HOW TO COMPLETE THIS TASK.
Every line of the data should be retyped with no difference from the original.

RECORD EXTRACTS.
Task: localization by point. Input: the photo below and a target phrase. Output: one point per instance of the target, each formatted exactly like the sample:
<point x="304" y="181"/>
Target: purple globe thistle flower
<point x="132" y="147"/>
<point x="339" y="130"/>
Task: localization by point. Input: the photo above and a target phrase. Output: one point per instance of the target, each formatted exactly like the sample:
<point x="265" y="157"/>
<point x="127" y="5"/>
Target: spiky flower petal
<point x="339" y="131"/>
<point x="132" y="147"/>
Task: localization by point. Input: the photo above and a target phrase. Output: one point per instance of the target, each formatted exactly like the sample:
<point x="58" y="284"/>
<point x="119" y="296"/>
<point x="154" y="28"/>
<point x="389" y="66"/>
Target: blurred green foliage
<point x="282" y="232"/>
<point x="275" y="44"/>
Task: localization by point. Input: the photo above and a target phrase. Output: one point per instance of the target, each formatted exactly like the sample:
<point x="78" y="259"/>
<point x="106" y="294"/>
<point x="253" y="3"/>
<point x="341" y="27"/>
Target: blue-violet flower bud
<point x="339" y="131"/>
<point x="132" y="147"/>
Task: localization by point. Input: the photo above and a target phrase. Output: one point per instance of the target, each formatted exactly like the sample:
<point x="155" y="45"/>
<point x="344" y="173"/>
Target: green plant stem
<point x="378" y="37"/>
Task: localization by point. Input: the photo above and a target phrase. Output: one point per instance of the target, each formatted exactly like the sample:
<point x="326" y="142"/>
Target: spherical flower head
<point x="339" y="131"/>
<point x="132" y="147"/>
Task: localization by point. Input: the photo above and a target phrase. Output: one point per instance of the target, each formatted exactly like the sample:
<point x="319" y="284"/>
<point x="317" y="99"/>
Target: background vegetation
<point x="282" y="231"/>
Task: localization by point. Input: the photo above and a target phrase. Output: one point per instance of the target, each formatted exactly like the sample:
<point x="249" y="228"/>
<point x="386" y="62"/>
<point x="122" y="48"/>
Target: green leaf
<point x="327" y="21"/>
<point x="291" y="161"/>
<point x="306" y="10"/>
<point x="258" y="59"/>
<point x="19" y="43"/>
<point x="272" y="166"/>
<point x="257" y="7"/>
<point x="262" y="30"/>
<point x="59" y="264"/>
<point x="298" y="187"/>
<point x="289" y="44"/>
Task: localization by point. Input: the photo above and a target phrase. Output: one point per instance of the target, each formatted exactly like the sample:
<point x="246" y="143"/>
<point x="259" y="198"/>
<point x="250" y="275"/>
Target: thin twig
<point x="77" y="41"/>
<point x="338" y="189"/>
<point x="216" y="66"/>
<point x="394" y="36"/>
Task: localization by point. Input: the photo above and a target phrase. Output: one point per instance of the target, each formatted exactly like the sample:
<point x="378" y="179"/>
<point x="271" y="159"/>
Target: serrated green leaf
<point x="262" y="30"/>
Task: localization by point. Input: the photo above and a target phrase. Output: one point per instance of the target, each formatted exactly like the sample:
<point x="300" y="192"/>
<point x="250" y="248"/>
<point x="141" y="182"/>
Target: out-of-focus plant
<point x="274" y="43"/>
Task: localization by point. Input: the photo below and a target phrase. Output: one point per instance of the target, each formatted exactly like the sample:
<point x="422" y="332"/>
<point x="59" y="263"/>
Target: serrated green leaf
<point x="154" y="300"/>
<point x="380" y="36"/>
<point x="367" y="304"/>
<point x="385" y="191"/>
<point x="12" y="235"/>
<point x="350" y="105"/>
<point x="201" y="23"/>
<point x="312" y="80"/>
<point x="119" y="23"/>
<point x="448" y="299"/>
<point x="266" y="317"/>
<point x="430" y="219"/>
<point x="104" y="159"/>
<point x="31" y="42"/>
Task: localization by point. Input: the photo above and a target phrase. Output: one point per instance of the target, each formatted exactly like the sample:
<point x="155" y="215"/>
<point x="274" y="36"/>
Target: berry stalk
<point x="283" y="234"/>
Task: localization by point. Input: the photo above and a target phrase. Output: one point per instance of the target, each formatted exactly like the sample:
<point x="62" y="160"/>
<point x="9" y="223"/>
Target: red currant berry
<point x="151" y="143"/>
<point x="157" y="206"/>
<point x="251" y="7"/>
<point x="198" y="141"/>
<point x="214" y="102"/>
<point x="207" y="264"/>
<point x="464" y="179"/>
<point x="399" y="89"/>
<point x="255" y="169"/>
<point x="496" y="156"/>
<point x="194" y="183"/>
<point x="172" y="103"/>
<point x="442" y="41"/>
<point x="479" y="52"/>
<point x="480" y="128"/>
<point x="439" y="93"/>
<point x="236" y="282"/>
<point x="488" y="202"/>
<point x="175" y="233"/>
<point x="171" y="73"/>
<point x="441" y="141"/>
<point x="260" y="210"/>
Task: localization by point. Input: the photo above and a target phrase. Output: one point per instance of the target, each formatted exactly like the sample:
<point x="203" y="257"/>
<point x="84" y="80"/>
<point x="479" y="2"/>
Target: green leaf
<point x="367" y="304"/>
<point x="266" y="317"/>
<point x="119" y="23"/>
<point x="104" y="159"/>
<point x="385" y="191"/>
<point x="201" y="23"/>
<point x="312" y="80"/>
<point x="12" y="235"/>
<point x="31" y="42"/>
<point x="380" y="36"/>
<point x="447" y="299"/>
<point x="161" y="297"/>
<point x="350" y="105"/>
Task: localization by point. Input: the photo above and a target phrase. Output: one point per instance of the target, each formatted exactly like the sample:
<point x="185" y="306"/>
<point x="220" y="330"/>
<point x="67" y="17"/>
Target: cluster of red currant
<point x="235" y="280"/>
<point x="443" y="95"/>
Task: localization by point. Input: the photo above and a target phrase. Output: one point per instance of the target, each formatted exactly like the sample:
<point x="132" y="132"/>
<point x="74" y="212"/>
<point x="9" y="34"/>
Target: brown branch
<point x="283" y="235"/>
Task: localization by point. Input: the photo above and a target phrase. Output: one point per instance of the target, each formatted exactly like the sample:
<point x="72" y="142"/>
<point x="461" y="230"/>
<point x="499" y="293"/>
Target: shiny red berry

RESULT OF THIS EXERCISE.
Task: localization by point. Input: the photo below and a target phrase. Output: one point per instance of the target, each formatted exactly like the sample:
<point x="304" y="181"/>
Target: purple globe thistle flower
<point x="132" y="147"/>
<point x="339" y="130"/>
Task: localization by point. Input: the photo above and a target phrase. Output: one point per instance of the target, each formatted exactly like the sample:
<point x="265" y="157"/>
<point x="127" y="5"/>
Target: spiky flower petal
<point x="339" y="131"/>
<point x="132" y="147"/>
Task: localization by point. Input: the photo above and a target phrase. Output: one point per instance of the target, each formatted exactly like the sample:
<point x="58" y="284"/>
<point x="119" y="296"/>
<point x="154" y="28"/>
<point x="389" y="66"/>
Target: blurred green foliage
<point x="282" y="232"/>
<point x="275" y="44"/>
Task: localization by point. Input: the photo above and a target phrase. Output: one point per instance of the target, each formatted exactly like the sample:
<point x="78" y="259"/>
<point x="106" y="294"/>
<point x="253" y="3"/>
<point x="341" y="27"/>
Target: blue-violet flower bud
<point x="339" y="131"/>
<point x="132" y="147"/>
Task: localization by point. Input: the photo above and a target phrase. Output: one point per instance of the target, each formatted exactly like the sample:
<point x="155" y="45"/>
<point x="344" y="173"/>
Target: green plant stem
<point x="378" y="37"/>
Task: localization by point. Input: the photo above and a target phrase. Output: one point per instance of the target, each formatted exactly like the sample:
<point x="326" y="142"/>
Target: spherical flower head
<point x="339" y="131"/>
<point x="132" y="147"/>
Task: localization by point. Input: the photo above and a target phrase. Output: one point per instance of the target, each formatted exactly like the sample:
<point x="319" y="284"/>
<point x="317" y="99"/>
Target: background vegetation
<point x="282" y="231"/>
Task: localization by point. Input: the photo above and a target phrase. Output: one point per instance of the target, each formatted exactly like the sample:
<point x="249" y="228"/>
<point x="386" y="62"/>
<point x="122" y="48"/>
Target: green leaf
<point x="327" y="21"/>
<point x="291" y="161"/>
<point x="306" y="10"/>
<point x="258" y="59"/>
<point x="19" y="43"/>
<point x="272" y="166"/>
<point x="257" y="7"/>
<point x="262" y="30"/>
<point x="59" y="264"/>
<point x="298" y="187"/>
<point x="289" y="44"/>
Task: localization by point. Input: the photo above and a target phrase. Output: one point per instance of the target, each formatted exactly like the sample:
<point x="246" y="143"/>
<point x="259" y="198"/>
<point x="250" y="275"/>
Target: thin twig
<point x="77" y="41"/>
<point x="338" y="189"/>
<point x="216" y="66"/>
<point x="394" y="36"/>
Task: localization by point. Input: the photo above and a target phrase. Output: one point per instance of the target, each formatted exactly like the sample:
<point x="378" y="179"/>
<point x="271" y="159"/>
Target: serrated green leaf
<point x="262" y="30"/>
Task: localization by point. Input: the photo above and a target phrase. Output: one point per instance of the target, each formatted exactly like the sample:
<point x="300" y="192"/>
<point x="250" y="248"/>
<point x="141" y="182"/>
Target: out-of-focus plant
<point x="274" y="43"/>
Task: localization by point. Input: the photo below and a target phrase. Output: one point per instance of the target, each formatted exactly like the sample:
<point x="422" y="332"/>
<point x="59" y="263"/>
Target: serrated green leaf
<point x="154" y="300"/>
<point x="380" y="36"/>
<point x="367" y="304"/>
<point x="385" y="191"/>
<point x="12" y="235"/>
<point x="350" y="105"/>
<point x="201" y="23"/>
<point x="312" y="80"/>
<point x="119" y="23"/>
<point x="448" y="299"/>
<point x="266" y="317"/>
<point x="430" y="219"/>
<point x="104" y="159"/>
<point x="31" y="42"/>
Task: localization by point. Input: the photo above and a target phrase. Output: one point per instance of the target, each formatted exactly like the sample:
<point x="155" y="215"/>
<point x="274" y="36"/>
Target: berry stalk
<point x="283" y="234"/>
Task: localization by point. Input: the photo above and a target phrase. Output: one point per instance of the target, each formatted exactly like the sample:
<point x="62" y="160"/>
<point x="9" y="223"/>
Target: red currant berry
<point x="151" y="143"/>
<point x="157" y="206"/>
<point x="251" y="7"/>
<point x="198" y="141"/>
<point x="214" y="102"/>
<point x="207" y="264"/>
<point x="464" y="179"/>
<point x="399" y="89"/>
<point x="255" y="169"/>
<point x="496" y="156"/>
<point x="194" y="183"/>
<point x="172" y="103"/>
<point x="442" y="41"/>
<point x="479" y="52"/>
<point x="480" y="128"/>
<point x="439" y="93"/>
<point x="236" y="282"/>
<point x="488" y="202"/>
<point x="175" y="233"/>
<point x="171" y="73"/>
<point x="441" y="141"/>
<point x="260" y="210"/>
Task: localization by point. Input: the photo above and a target phrase. Output: one point per instance of the target, each formatted exactly like the sample:
<point x="203" y="257"/>
<point x="84" y="80"/>
<point x="479" y="2"/>
Target: green leaf
<point x="367" y="304"/>
<point x="266" y="317"/>
<point x="119" y="23"/>
<point x="104" y="159"/>
<point x="385" y="191"/>
<point x="201" y="23"/>
<point x="312" y="80"/>
<point x="12" y="235"/>
<point x="31" y="42"/>
<point x="380" y="36"/>
<point x="447" y="299"/>
<point x="161" y="297"/>
<point x="350" y="105"/>
Task: localization by point. Input: the photo above and a target phrase. Output: one point per instance of the target, each formatted exactly like the sample:
<point x="185" y="306"/>
<point x="220" y="330"/>
<point x="67" y="17"/>
Target: cluster of red currant
<point x="235" y="280"/>
<point x="443" y="95"/>
Task: localization by point. Input: the photo above and a target phrase. Output: one point per instance of the target, each formatted exactly like the sample:
<point x="132" y="132"/>
<point x="74" y="212"/>
<point x="9" y="34"/>
Target: brown branch
<point x="283" y="235"/>
Task: localization by point. Input: the photo above and a target phrase. Output: one point per instance of the target, each formatted exactly like the sample:
<point x="72" y="142"/>
<point x="461" y="230"/>
<point x="499" y="293"/>
Target: shiny red berry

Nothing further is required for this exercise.